## Your task
In the records below, rewrite the lines from the one containing "query | wall-mounted tv screen" through the end, inclusive, with "photo" changed to "image" and nothing else altered. Give only those lines.

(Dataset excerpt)

────────────────────

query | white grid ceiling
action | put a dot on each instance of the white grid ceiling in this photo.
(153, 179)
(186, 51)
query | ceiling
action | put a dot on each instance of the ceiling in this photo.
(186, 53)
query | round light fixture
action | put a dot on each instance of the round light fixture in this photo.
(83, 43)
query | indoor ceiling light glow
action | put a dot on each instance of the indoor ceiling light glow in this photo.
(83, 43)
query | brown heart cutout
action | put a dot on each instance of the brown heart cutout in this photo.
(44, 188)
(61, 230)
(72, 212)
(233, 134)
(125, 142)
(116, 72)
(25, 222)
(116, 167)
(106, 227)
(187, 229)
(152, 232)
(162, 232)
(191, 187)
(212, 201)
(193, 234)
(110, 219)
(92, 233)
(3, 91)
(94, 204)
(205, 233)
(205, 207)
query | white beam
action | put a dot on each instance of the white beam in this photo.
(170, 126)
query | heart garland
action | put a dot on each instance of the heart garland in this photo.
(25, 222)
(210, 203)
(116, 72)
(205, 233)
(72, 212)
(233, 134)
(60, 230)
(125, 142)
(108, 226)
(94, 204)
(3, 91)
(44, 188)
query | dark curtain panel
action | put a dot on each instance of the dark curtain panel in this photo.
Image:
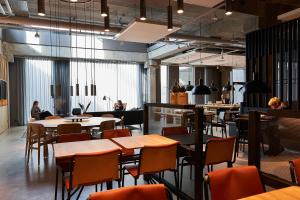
(17, 95)
(62, 87)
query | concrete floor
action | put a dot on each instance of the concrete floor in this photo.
(19, 181)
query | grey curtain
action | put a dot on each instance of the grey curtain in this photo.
(17, 95)
(62, 82)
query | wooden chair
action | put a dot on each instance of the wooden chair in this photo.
(295, 171)
(168, 131)
(63, 164)
(68, 128)
(52, 117)
(89, 169)
(144, 192)
(37, 136)
(128, 154)
(154, 159)
(234, 183)
(216, 151)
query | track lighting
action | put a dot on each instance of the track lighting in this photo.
(104, 8)
(41, 8)
(180, 9)
(143, 16)
(228, 7)
(106, 21)
(170, 18)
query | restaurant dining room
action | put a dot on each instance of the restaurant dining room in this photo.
(149, 99)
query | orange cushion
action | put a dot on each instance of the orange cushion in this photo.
(235, 183)
(144, 192)
(296, 165)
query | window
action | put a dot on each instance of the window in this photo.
(116, 81)
(37, 85)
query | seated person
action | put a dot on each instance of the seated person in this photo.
(36, 112)
(119, 106)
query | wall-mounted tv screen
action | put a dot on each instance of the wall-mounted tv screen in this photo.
(3, 90)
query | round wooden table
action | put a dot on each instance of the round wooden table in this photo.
(87, 123)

────────────────────

## Solved exercise
query | wall-mounted tv screen
action | put a dot on each instance of the wall-mounted tv screen in this image.
(3, 90)
query | round wooden table
action | put a dot on each instance of the round wooden table in this image.
(87, 123)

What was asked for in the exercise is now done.